# Miles and Ilgauskas fight in practice...



## Peja Vu (Jun 9, 2002)

> If the Cavs show as much fight against opposing NBA clubs in the future as they're showing with each other now, the 2003-04 season could be pretty interesting - for something other than the presence of hyped team rookie LeBron James.
> 
> Word is during a recent practice session at Gund Arena, center Zydrunas Ilgauskas grabbed the throat of forward Darius Miles - who responded by landing a solid punch before being pulled off by other players.
> 
> Ilgauskas and Miles are among several Cavs playing in 5-on-5 workout games at Gund Arena, which usually end when one team reaches seven points. Ilgauskas and Miles were on opposing teams when they apparently began beefing.


Link


----------



## RP McMurphy (Jul 17, 2003)

:ttiwwp:


----------



## Mongolmike (Jun 11, 2002)

·····

## Challenge A
In the thread, what did Darius Miles do after Zydrunas Ilgauskas grabbed his throat?
## Challenge B
Summarize the thread in two sentences.

## Information shown
·····

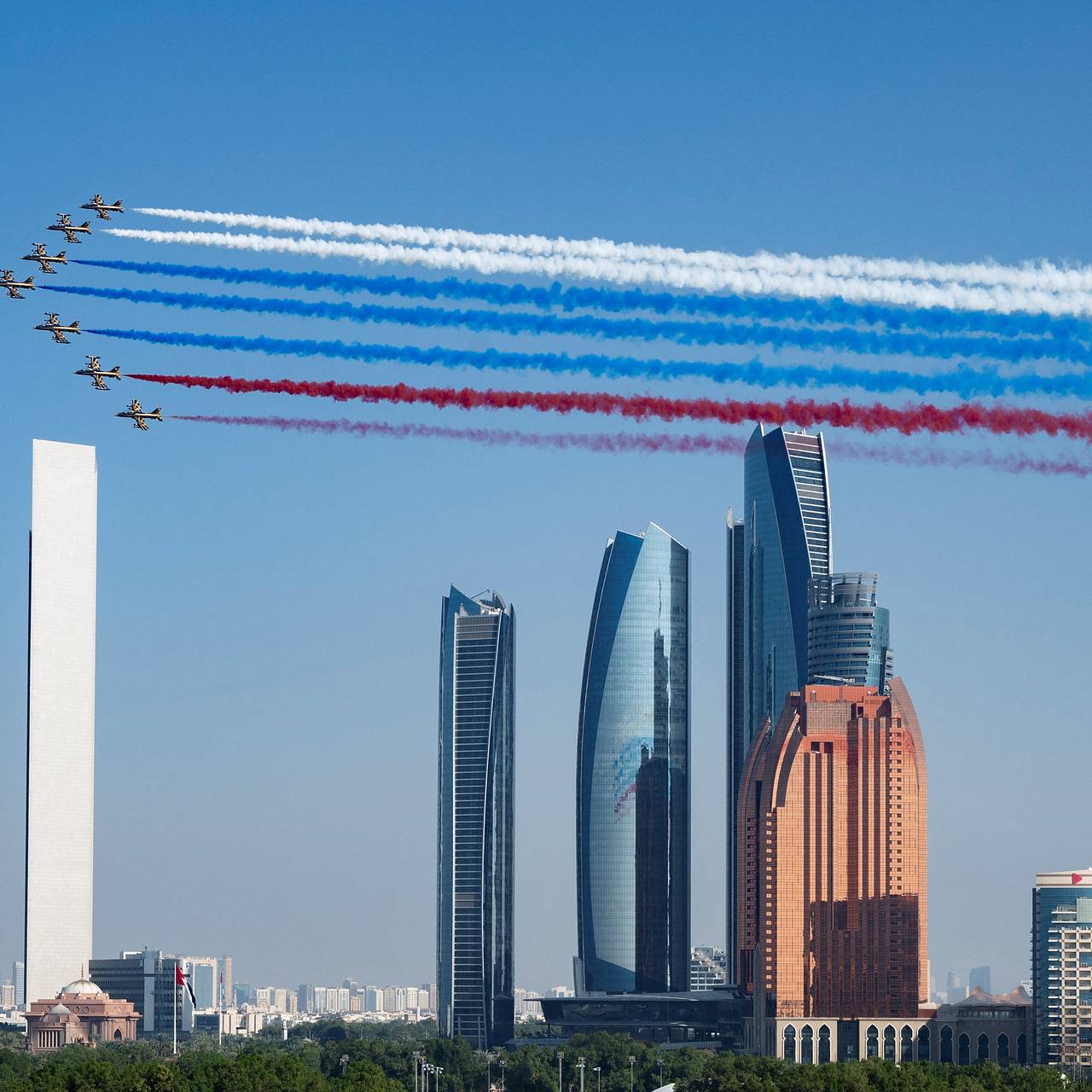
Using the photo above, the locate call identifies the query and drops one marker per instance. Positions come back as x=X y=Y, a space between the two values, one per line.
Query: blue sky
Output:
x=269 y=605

·····

## Output A
Miles landed a solid punch before other players pulled him off.

## Output B
During a practice session at Gund Arena, Cavs center Zydrunas Ilgauskas reportedly grabbed the throat of forward Darius Miles, and Miles landed a solid punch before other players pulled him off. The two were on opposing teams in 5-on-5 workout games, which usually end when one team reaches seven points.